● **Exercise text**
★ ★ ★ ★ ★
Please note: If you do apply for works to a neighbour’s tree the council will inform your neighbour and will ask for their comments. If you do receive consent for the works it is advisable to talk to your neighbour about the work, you will need their consent if you need to cross the boundary into their land, even if it is to climb the tree.
Trees protected by conservation areas
Anyone proposing to cut down or carry out works to a tree in a Conservation Area is required to give the council six weeks prior notice in writing. It is helpful to us if the notification is made on the TPO application form; this ensures that we have all the information we need.
Once the council has been notified, a site visit will be made. The Tree Officer will make his decision within the six week period. If you have not heard from the council after six weeks, the work can be carried out. However, if the works you propose are too extreme and are considered to be detrimental to the amenity of the local area then the council may object to the works, and if a reasonable solution cannot be agreed then the council may place a TPO on the tree to provide stronger protection for the tree.
If the tree is dead you are required to give at least 5 days' notice, (written or email) of the proposed work, it is also suggested that you submit photos. Use the normal application form to notify the council of your intention to carry out work to a protected tree under the five day notice procedure and write on the front of the form that you require this application to be determined as a ‘5-day Notice’.
The council, on receiving the notice, will visit the site within five working days of its receipt to assess the validity of the notice. The council will contact you to either:
- Give consent for the necessary tree work.
- Request you to make a formal application for the work required.
Trees are often perceived to be dangerous, but are in fact perfectly safe. A dangerous tree could be defined as one that presents a real threat or causes, or is likely to cause, harm or injury of a serious nature. This could be because the tree is:
- In the latter stages of disease.
- Structurally unstable.
- Has suffered storm damage etc.
If you think you have a dangerous tree then a tree contractor should be contacted for advice.
Immediately dangerous trees
In a few cases the tree can be in such a condition, e.g. dead or dangerous, that presents an immediate danger and a decision has to be made on the fate of the tree before the usual turnaround time for an application can be determined.
★ ★ ★ ★ ★
● **Records shown**
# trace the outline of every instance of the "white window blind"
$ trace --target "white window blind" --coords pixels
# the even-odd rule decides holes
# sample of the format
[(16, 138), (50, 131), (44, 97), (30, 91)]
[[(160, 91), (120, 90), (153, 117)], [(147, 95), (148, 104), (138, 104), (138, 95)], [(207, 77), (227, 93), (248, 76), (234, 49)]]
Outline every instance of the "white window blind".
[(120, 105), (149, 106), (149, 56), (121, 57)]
★ ★ ★ ★ ★
● **Task list**
1. Answer from the tree works guidance:
(a) How much prior written notice must be given for works to a tree in a Conservation Area?
(b) What notice is required if the tree is dead?
(c) Within what period will the council visit the site after receiving that notice?
2. Can you carry on the tree works guidance from its last sentence?
The records are separate material and have nothing to do with the tree works guidance.

● **Expected results**
1.
(a) Six weeks.
(b) At least 5 days' notice, written or by email.
(c) Within five working days of its receipt.

2.
If this is the case work can be done to remove the immediate danger only without application (under section 198(6)(a) of the Town and Country Planning Act). However, you must give written notice (by letter or email) of the proposed work as soon as practicable after the work becomes necessary, submitting photos of the tree will help.
Note: This emergency work will only allow you to remove the immediate threat to make the tree safe. It will not allow you to carry out further work to the tree without application. If the tree needs further work you will need to submit an application.
By citing section 198(6)(a) of the Town and Country Planning Act as reason for removing or carrying out work to a protected tree without the consent of the council, the burden of proof is on the party or parties who removed and/or implemented the removal of the tree.
If the council is of the opinion that the tree does not present an immediate danger but you carry out the work without consent you may be liable for prosecution.
Preventing trees becoming dangerous
If you are responsible for the care of a large tree, then it is advisable that it is inspected on a regular basis. In doing this problems can be seen in the early stages and dealt with to prevent any real danger. If the trees have the potential, due to their size, to fall into neighbouring properties or across a public highway it is wise that you have the trees inspected at least every two to three years to ensure their safety. This may help as evidence of care if you had to make an insurance claim concerning the trees.